[Saved entries]
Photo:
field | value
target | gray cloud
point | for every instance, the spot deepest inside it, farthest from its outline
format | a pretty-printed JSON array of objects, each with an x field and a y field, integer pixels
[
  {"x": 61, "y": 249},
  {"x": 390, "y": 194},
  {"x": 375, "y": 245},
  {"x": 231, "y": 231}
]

» **WHAT YOU HAVE TO DO**
Take the lines from the one containing "target | gray cloud" through the final line of the entries above, and set them down exactly, with nothing added.

» **SOLUTION FOR THIS TASK**
target | gray cloud
point | for every instance, the spot deepest inside it, farthest from its outline
format | a pretty-printed JSON array of objects, each with an x field and a y field, integer pixels
[
  {"x": 61, "y": 249},
  {"x": 390, "y": 194},
  {"x": 375, "y": 245},
  {"x": 231, "y": 231}
]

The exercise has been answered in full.